◆ Exercise requirements: Write the next part of the article about Danish colonial history in art, picking up after its last sentence.

◆ Excerpted passage:

*****

Art history — We talk about the era of colonialism as something that is over. But we forget to ask — over for whom? In a new book, Professor Mathias Danbolt dwells on some of the most iconic and familiar images from the colonial period, and he asks us stay with the discomfort.

When did you last give any thought to Denmark’s colonial history? Or spot any trace of it?

You are likely to come across colonial history without thinking about it in Denmark. In the supermarket. On coffee packages. In images that you may know so well that you stop actually seeing them.

But what if the very idea of the colonial era as something finished is itself the result of images, aesthetics, and conscious choices? And what happens if we begin to question the images that have taught us to associate colonial history with cosiness, quality, and something familiar?

Authors at work

Books are written throughout the University of Copenhagen — both in connection with research projects, during lunch breaks, and late into the evening. Staff, researchers and students publish fiction and non-fiction books, some of them academic, some of them not.

In this series, the University Post asks the authors not only what it is they are writing, but why.

What set off the writing process, and what do the authors want to achieve with their books?

These are the questions raised by professor of art history Mathias Danbolt in his new book Tropaganda – kunst, kolonialisme og kampe om historien [Tropaganda — art, colonialism and struggles over history]. In it, he dwells on iconic — and in Denmark familiar — images from the colonial era. Not to moralise about them, but to understand how they work. And to investigate why colonial history seems to be absent from art collections packed with works from the 17th and 18th centuries, the great age of the colonial powers.

»If you stroll through the National Gallery of Denmark (SMK) and look at portraits from the 19th century, you will typically see people with birdcages containing parrots or ostrich feathers in their hats. Where do the ostrich feathers come from? Where do the parrots come from? They come from places like Africa. There are lots of traces of global contact in art, but we don’t have the conceptual tools to describe it and have not asked the right questions,« says the art historian.

*****

(Recorded data)
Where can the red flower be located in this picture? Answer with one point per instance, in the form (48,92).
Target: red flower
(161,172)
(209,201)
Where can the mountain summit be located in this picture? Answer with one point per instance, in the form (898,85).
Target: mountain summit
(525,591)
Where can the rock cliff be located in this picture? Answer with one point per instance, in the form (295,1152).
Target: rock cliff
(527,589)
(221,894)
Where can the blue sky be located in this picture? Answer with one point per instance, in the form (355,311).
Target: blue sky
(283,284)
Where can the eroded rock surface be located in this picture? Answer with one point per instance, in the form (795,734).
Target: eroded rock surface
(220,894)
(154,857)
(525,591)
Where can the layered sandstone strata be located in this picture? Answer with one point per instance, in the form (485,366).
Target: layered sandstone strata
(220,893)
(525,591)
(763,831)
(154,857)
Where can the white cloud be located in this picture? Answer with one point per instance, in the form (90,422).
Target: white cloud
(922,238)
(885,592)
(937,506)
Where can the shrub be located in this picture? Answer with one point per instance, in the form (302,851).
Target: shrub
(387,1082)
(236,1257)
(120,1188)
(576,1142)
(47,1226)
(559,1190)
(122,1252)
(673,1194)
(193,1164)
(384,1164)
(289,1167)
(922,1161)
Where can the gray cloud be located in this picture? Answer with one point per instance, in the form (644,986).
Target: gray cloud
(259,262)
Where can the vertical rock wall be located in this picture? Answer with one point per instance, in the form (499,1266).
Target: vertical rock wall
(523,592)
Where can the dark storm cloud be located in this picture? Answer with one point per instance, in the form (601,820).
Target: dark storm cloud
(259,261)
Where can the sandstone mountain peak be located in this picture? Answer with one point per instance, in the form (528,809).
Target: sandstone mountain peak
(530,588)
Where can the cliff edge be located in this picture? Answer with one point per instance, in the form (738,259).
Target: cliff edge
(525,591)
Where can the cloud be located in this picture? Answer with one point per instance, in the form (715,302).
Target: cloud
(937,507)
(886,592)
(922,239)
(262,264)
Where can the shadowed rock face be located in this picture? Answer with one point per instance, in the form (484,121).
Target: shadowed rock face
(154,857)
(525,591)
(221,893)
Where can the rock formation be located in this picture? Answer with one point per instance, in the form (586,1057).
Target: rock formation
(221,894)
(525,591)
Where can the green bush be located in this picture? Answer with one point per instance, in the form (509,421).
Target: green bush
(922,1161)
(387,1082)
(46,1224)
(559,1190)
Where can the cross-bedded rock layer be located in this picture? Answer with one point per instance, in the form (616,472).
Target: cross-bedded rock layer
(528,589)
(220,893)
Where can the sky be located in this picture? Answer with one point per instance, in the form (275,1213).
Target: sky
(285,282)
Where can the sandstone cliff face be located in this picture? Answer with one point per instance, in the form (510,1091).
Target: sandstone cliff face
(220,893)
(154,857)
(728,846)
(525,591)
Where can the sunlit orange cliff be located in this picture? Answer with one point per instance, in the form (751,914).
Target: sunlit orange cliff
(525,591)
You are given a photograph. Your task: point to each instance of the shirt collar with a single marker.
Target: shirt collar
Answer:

*****

◆ Solved exercise:
A history of absence

Tropaganda is the culmination of more than a decade of research. The idea emerged when Mathias Danbolt saw a contemporary art exhibition in 2014 by the Danish-Trinidadian artist Jeanette Ehlers about the role of Denmark-Norway in the transatlantic slave trade. It left a lasting impression on him, and he realised that he knew nothing about colonial history.

Danbolt had completed his PhD, worked closely with museums, and taught art history for years. But colonial history was almost entirely absent from the art history subject.

There are traces of global contact in many places in art.

Mathias Danbolt

»This led me to ask myself an uncomfortable question: Why do I know nothing about this? Is it my fault?«

»You can’t get through an art history degree without learning about historical events like the Second World War or the Holocaust. But Danish-Norwegian colonial history did not appear to be a necessary part of the curriculum. It was just not there,« he says.

When he did start looking, he could find no answers in the archives of art museums. They were elsewhere. In ethnographic collections and museums of cultural history there were vast quantities of historical books, archives, sketches, watercolours, and images made by soldiers, sailors, and officials. They were just often categorised as something other than art.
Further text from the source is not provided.